**SHORT EXERCISE**
Reproduce all of the entries below word for word, keeping every line unchanged.

**SUPPLIED DATA**
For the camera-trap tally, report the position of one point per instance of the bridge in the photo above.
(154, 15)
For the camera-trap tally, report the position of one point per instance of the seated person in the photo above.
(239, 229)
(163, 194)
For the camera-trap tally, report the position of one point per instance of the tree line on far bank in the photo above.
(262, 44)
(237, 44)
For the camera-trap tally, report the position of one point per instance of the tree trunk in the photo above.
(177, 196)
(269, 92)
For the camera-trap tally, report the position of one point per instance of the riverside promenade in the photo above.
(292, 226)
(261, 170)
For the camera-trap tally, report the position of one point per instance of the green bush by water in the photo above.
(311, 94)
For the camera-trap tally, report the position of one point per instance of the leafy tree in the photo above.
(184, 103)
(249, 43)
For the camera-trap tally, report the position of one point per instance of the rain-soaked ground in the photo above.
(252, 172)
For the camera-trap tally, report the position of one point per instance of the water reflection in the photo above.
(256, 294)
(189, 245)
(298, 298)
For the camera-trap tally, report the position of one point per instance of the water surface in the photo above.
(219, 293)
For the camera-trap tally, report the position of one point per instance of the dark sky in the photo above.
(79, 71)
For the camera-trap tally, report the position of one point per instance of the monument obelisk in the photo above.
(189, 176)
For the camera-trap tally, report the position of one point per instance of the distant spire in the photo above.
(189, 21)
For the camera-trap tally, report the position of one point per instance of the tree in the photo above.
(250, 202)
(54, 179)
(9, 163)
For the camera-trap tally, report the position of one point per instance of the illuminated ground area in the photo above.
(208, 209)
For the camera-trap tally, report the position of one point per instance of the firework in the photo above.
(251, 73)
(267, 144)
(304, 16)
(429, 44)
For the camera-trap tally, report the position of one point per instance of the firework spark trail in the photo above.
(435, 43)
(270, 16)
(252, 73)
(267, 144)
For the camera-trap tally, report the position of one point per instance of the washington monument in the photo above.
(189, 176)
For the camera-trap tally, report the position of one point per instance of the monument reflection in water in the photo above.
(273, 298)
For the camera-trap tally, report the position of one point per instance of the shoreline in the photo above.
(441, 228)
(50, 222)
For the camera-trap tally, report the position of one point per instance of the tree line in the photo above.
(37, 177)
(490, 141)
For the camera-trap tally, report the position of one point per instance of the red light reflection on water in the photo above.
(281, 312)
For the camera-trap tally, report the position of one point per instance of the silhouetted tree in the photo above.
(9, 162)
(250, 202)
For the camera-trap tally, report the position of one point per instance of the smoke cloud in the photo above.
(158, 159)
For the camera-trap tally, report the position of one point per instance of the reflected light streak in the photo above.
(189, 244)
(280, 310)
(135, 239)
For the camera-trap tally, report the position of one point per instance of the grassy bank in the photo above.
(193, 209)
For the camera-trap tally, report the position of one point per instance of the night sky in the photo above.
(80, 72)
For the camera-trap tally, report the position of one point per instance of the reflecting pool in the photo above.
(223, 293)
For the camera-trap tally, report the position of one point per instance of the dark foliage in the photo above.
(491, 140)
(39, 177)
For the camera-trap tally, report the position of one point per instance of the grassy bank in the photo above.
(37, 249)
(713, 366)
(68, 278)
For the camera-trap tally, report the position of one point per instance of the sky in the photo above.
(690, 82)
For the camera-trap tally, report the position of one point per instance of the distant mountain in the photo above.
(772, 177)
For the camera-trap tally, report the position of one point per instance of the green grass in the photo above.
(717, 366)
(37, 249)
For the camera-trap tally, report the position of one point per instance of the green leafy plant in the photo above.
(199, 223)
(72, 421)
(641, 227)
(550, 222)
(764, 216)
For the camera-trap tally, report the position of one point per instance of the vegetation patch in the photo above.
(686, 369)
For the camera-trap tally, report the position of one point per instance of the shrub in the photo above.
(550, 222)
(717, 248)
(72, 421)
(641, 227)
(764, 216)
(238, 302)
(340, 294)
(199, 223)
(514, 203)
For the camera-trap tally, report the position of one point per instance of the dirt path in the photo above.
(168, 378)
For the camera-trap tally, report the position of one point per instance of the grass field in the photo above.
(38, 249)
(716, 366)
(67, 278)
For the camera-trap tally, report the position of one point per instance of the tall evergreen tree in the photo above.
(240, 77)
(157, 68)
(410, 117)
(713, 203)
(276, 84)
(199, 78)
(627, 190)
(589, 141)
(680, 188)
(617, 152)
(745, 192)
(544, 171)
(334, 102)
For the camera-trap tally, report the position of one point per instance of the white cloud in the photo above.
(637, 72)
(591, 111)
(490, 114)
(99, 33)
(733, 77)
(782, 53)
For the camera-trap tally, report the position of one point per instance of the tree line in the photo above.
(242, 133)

**TASK ANSWER**
For the camera-trap tally, report the position of one point per instance of the bridge in the photo above.
(154, 15)
For the camera-trap tally, report the position of one point per instance of the seated person in the photo above.
(239, 229)
(163, 194)
For the camera-trap tally, report the position of one point per instance of the tree line on far bank in the photo above.
(262, 44)
(237, 44)
For the camera-trap tally, report the position of one point per instance of the tree trunk in the photo above.
(177, 196)
(269, 92)
For the camera-trap tally, report the position of one point per instance of the riverside promenade in the photo above.
(292, 226)
(261, 170)
For the camera-trap tally, report the position of one point per instance of the green bush by water in the photo above.
(311, 94)
For the camera-trap tally, report the position of one point per instance of the leafy tree in the photo above.
(184, 103)
(249, 43)
For the camera-trap tally, report the position of one point per instance of the rain-soaked ground in the photo above.
(252, 172)
For the camera-trap tally, report the position of one point per instance of the water reflection in the photo above.
(256, 294)
(189, 245)
(298, 298)
For the camera-trap tally, report the position of one point per instance of the water surface in the photo above.
(219, 293)
For the camera-trap tally, report the position of one point per instance of the dark sky in the photo above.
(79, 71)
For the camera-trap tally, report the position of one point per instance of the monument obelisk in the photo above.
(189, 176)
For the camera-trap tally, report the position of one point per instance of the distant spire in the photo above.
(189, 21)
For the camera-trap tally, report the position of one point per instance of the tree in the photo above.
(250, 202)
(54, 179)
(9, 163)
For the camera-trap tally, report the position of one point per instance of the illuminated ground area in the photo above.
(208, 209)
For the camera-trap tally, report the position of one point per instance of the firework in the photo above.
(251, 73)
(267, 144)
(304, 16)
(429, 44)
For the camera-trap tally, report the position of one point per instance of the firework spark trail in the photo above.
(435, 43)
(270, 16)
(252, 73)
(267, 144)
For the camera-trap tally, report the position of one point per instance of the washington monument in the photo above.
(189, 176)
For the camera-trap tally, report the position of one point per instance of the monument reflection in water in the photo above.
(273, 298)
For the camera-trap tally, report the position of one point per instance of the shoreline in the photo above.
(441, 228)
(50, 222)
For the camera-trap tally, report the position of one point per instance of the tree line in the photo above.
(37, 177)
(490, 141)
For the camera-trap tally, report the position of one point per instance of the red light reflection on water in the photo above.
(281, 312)
For the camera-trap tally, report the position of one point per instance of the silhouetted tree in the photo above.
(9, 162)
(250, 202)
For the camera-trap tally, report the position of one point per instance of the smoke cloud in the photo above.
(158, 159)
For the camera-trap tally, report the position of one point per instance of the reflected light streak in the photo above.
(189, 244)
(280, 310)
(135, 239)
For the camera-trap tally, report the position of one point per instance of the grassy bank in the photo above.
(193, 209)
For the camera-trap tally, report the position of one point per instance of the night sky in the photo above.
(80, 72)
For the camera-trap tally, report the position of one point per instance of the reflecting pool in the photo above.
(223, 293)
For the camera-trap tally, report the position of one point per instance of the dark foliage in the photo above.
(491, 140)
(39, 177)
For the camera-trap tally, report the position of one point per instance of the grassy bank in the photo above.
(37, 249)
(713, 366)
(68, 278)
For the camera-trap tally, report the position of one point per instance of the sky in the photo above.
(690, 82)
For the camera-trap tally, report the position of one point per instance of the distant mountain in the photo above.
(772, 177)
For the camera-trap tally, report the position of one point per instance of the green grass in the photo above.
(717, 366)
(37, 249)
For the camera-trap tally, report the position of one point per instance of the green leafy plant in the photo above.
(199, 223)
(72, 421)
(641, 227)
(550, 222)
(764, 216)
For the camera-trap tally, report the position of one point per instance of the vegetation patch in the photo above.
(686, 369)
For the camera-trap tally, report the position of one point per instance of the shrub in the photo above.
(550, 222)
(717, 248)
(72, 421)
(641, 227)
(764, 216)
(238, 302)
(340, 294)
(199, 223)
(514, 203)
For the camera-trap tally, report the position of one point per instance of the dirt path in the photo above.
(168, 378)
For the camera-trap tally, report the position of one point per instance of the grass field in the photo above.
(38, 249)
(716, 366)
(67, 278)
For the camera-trap tally, report the position of one point per instance of the tall evergreen tree in the photo above.
(240, 77)
(157, 68)
(410, 117)
(713, 203)
(276, 84)
(199, 78)
(627, 190)
(589, 141)
(680, 188)
(617, 152)
(745, 192)
(544, 171)
(334, 102)
For the camera-trap tally, report the position of one point per instance of the white cloud in the photo above.
(637, 72)
(591, 111)
(490, 114)
(99, 33)
(733, 77)
(782, 53)
For the camera-trap tally, report the position of one point per instance of the tree line in the photo above.
(242, 133)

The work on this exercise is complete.